What you need to do: Each line in these records that contains "smartphone" counts once. Give the number only.

>>

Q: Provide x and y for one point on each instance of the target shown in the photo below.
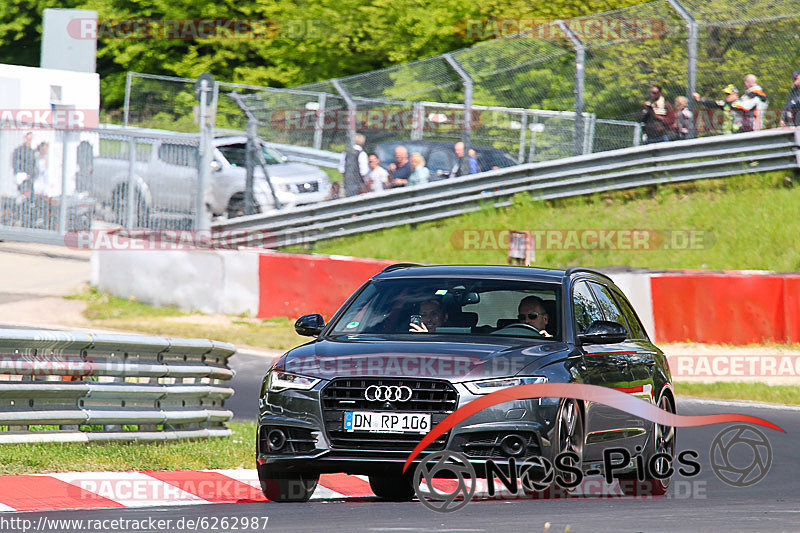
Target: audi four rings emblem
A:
(388, 393)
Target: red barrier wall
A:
(292, 284)
(729, 308)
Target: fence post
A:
(532, 152)
(691, 50)
(580, 61)
(62, 214)
(318, 125)
(418, 121)
(352, 176)
(252, 140)
(205, 85)
(127, 108)
(466, 132)
(130, 195)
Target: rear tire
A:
(392, 488)
(662, 441)
(289, 488)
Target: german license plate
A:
(387, 422)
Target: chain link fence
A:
(535, 90)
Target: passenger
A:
(432, 314)
(533, 313)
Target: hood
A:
(373, 355)
(294, 172)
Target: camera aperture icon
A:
(445, 464)
(733, 463)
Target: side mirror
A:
(309, 325)
(603, 332)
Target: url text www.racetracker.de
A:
(201, 523)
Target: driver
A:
(532, 313)
(432, 314)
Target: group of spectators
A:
(406, 170)
(664, 122)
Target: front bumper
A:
(300, 415)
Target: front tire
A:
(289, 488)
(392, 488)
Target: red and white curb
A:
(104, 490)
(98, 490)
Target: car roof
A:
(407, 270)
(414, 270)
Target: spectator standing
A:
(23, 159)
(377, 178)
(400, 170)
(658, 117)
(733, 112)
(754, 99)
(685, 118)
(354, 166)
(419, 172)
(460, 168)
(790, 116)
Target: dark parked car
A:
(440, 157)
(363, 393)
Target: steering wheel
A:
(519, 325)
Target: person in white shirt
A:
(363, 166)
(377, 178)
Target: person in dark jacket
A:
(658, 117)
(791, 111)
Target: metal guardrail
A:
(62, 386)
(312, 156)
(709, 157)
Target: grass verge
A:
(106, 311)
(758, 392)
(236, 451)
(746, 222)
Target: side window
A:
(607, 303)
(236, 154)
(585, 306)
(178, 154)
(634, 324)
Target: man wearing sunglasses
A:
(532, 312)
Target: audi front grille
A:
(438, 398)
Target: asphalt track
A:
(702, 503)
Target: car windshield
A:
(236, 154)
(421, 308)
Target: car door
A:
(642, 362)
(631, 354)
(605, 365)
(173, 180)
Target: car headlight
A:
(279, 381)
(493, 385)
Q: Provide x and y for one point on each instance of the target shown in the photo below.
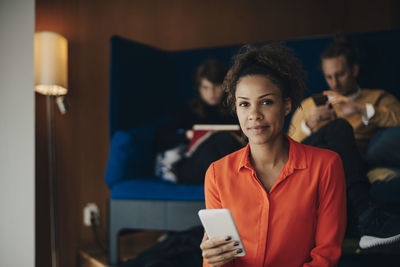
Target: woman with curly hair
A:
(288, 199)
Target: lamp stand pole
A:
(52, 179)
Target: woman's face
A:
(210, 93)
(260, 108)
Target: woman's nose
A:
(254, 114)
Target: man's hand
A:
(318, 114)
(347, 106)
(219, 250)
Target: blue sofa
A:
(148, 84)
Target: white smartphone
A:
(219, 222)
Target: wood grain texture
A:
(82, 140)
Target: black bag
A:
(178, 249)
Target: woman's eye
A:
(267, 102)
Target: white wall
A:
(17, 159)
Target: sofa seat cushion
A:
(154, 189)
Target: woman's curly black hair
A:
(276, 62)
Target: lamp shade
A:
(51, 63)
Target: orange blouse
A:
(300, 222)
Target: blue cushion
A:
(131, 154)
(384, 148)
(152, 189)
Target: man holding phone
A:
(344, 119)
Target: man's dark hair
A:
(341, 46)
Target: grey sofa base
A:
(149, 215)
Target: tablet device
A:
(219, 222)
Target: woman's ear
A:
(288, 106)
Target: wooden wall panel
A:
(82, 134)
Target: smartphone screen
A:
(319, 99)
(219, 222)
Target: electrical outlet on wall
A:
(91, 213)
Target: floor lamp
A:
(51, 79)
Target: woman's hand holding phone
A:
(219, 250)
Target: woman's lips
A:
(257, 129)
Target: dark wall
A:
(82, 134)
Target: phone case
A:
(219, 222)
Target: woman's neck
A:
(270, 154)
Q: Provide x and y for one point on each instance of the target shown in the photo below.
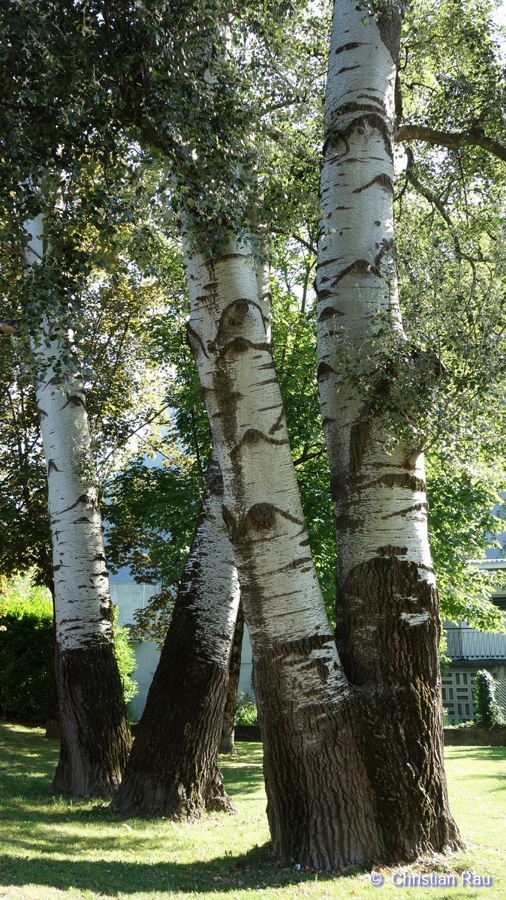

<<

Task answer: 2